### [DATA TO PROCESS]
════════════════

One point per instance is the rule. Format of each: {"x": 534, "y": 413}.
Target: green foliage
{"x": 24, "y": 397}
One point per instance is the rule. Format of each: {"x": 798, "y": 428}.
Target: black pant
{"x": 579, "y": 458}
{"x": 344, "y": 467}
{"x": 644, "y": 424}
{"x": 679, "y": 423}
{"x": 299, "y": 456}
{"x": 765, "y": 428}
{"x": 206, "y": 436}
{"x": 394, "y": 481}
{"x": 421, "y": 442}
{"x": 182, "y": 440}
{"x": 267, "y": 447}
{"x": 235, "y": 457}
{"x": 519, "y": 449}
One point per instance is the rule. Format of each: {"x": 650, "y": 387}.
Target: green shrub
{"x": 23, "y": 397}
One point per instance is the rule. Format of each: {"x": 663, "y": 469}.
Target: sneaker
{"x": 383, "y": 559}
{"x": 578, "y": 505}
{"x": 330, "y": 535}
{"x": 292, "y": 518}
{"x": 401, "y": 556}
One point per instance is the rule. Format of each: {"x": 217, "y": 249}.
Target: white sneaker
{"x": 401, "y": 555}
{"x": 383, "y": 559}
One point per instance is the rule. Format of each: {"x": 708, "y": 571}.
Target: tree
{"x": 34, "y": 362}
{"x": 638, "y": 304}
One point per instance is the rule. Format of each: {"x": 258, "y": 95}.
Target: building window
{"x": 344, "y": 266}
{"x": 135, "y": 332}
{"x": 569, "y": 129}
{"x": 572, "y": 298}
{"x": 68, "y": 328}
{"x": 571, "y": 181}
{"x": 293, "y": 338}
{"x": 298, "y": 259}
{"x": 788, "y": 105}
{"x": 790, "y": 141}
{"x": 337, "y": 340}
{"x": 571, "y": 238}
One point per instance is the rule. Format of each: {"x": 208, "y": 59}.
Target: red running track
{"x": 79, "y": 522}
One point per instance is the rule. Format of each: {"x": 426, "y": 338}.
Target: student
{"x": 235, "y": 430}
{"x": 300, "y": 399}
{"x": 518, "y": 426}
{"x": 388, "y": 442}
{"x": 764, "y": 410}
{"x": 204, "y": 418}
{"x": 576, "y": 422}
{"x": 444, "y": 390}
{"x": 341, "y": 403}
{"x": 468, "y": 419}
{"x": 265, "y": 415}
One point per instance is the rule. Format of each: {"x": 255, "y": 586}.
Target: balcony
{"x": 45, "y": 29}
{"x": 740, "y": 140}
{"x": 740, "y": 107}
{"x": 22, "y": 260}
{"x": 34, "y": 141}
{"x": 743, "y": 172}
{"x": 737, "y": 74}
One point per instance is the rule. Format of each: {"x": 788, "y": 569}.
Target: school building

════════════════

### [EXERCISE AIM]
Find every row above that contains the word "rule" and copy each such row in full.

### [ANSWER IN FULL]
One point per instance is the rule. Format of each: {"x": 534, "y": 413}.
One point per instance is the rule. Format of each: {"x": 798, "y": 428}.
One point per instance is the rule. Format of each: {"x": 650, "y": 387}.
One point per instance is the rule. Format of each: {"x": 663, "y": 469}.
One point per instance is the rule. Format of each: {"x": 217, "y": 249}.
One point per instance is the rule. Format of each: {"x": 708, "y": 571}.
One point per instance is the rule. Format of each: {"x": 258, "y": 95}.
One point per instance is the rule. Format of each: {"x": 208, "y": 59}.
One point per instance is the rule. Format of each: {"x": 426, "y": 338}.
One point per instance is the rule. Format of each: {"x": 255, "y": 586}.
One point per instance is the rule. Format of each: {"x": 788, "y": 569}.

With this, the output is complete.